▸ BRANO DI LETTURA
————
Mondo Enoico 03/11/2015

Tolleranze e resistenze per una viticoltura a basso impatto ambientale

Ad oggi sono circa una ventina le varietà da incrocio resistenti presenti nel Registro Nazionale delle Varietà di Vite e, nell’ottica di una sempre maggiore richiesta di sostenibilità ecologica ed economica


Venerdì 30 ottobre 2015, si è tenuta, presso il Centro Fieristico di Faenza, una tavola rotonda per parlare di varietà di vite, ottenute per incrocio, resistenti a peronospora e oidio.
L’incontro voluto dal Polo di Tebano, espressione dei vari enti che si occupano di viticoltura ed enologia, è stato moderato da Antonio Venturi, dirigente della Provincia di Ravenna, che ha colto la situazione mista di curiosità e di preoccupazione che stava nascendo intorno all’argomento per un territorio molto vitato come quello ravennate.

Ad oggi sono circa una ventina le varietà da incrocio resistenti presenti nel Registro Nazionale delle Varietà di Vite e, nell’ottica di una sempre maggiore richiesta di sostenibilità ecologica ed economica, stanno suscitando un certo interesse, vista anche la numerosissima partecipazione all’iniziativa organizzata a Faenza.

Alexander Morandell del vivaio Wineplant di Bolzano ed Ermanno Murari di Vivai Cooperativi di Rauscedo hanno illustrato l’attività che ha portato all’iscrizione delle varietà resistenti, che i loro vivai sono già in grado di commercializzare.

Un aspetto che caratterizza molte di queste varietà è la precocità di maturazione, che le rende idonee anche per altitudini importanti e ambienti freschi e piovosi.
————
▸ DATI DA ELABORARE
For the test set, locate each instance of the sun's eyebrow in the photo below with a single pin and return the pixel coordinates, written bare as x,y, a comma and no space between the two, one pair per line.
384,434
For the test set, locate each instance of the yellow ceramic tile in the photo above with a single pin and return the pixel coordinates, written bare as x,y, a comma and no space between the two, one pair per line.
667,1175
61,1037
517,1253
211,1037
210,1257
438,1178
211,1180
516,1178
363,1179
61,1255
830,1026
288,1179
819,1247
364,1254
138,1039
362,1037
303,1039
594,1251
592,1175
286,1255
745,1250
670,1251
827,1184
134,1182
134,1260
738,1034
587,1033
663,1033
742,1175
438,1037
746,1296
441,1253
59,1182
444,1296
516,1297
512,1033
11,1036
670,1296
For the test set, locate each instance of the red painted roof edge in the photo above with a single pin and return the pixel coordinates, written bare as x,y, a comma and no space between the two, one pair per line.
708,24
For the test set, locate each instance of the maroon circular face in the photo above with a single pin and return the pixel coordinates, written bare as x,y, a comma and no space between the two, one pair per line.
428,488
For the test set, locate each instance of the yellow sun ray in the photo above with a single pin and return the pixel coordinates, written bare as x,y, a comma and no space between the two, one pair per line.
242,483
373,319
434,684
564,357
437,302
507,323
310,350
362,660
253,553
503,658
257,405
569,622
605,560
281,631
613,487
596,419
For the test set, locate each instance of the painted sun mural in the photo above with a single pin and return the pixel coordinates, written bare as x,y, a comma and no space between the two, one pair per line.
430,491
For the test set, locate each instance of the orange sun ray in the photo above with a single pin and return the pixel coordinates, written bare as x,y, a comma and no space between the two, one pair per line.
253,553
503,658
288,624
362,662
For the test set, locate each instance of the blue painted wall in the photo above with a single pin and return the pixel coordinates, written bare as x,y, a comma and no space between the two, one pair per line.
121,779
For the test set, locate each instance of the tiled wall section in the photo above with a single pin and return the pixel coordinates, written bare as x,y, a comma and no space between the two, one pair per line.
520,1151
————
▸ ESERCIZIO SCRITTO 1
Tra le voci, dalla riga che contiene "For the test set, locate each instance of the tiled" fino alla fine delle voci, estremi inclusi, riscrivi le righe sostituendo "tiled wall section" con "tiled wall panel" e lasciando invariato tutto il resto.
▸ ESERCIZIO SCRITTO 2
Prosegui l'articolo sulle varietà di vite resistenti, scrivendo il seguito dopo la sua ultima frase.

▸ SOLUZIONE 1
For the test set, locate each instance of the tiled wall panel in the photo above with a single pin and return the pixel coordinates, written bare as x,y, a comma and no space between the two, one pair per line.
520,1151

▸ SOLUZIONE 2
I motivi che possono portare alla coltivazione delle varietà resistenti si possono sostanzialmente riassumere in una maggiore ecologicità, nella possibilità di fare un vino bio senza prodotti chimici e quindi più credibile per il mercato, nella forte riduzione dei trattamenti da fare in vigneto con anche un conseguente minore compattamento dei suoli, nella maggiore economicità dell’attività viticola.

Le varietà resistenti, rispetto ai primi ibridi coltivati sono poi in grado di produrre vini buoni, senza i problemi del passato legati alla presenza di alcool metilico, metil-antranilato (simil-fragola) e fureaneolo (foxy).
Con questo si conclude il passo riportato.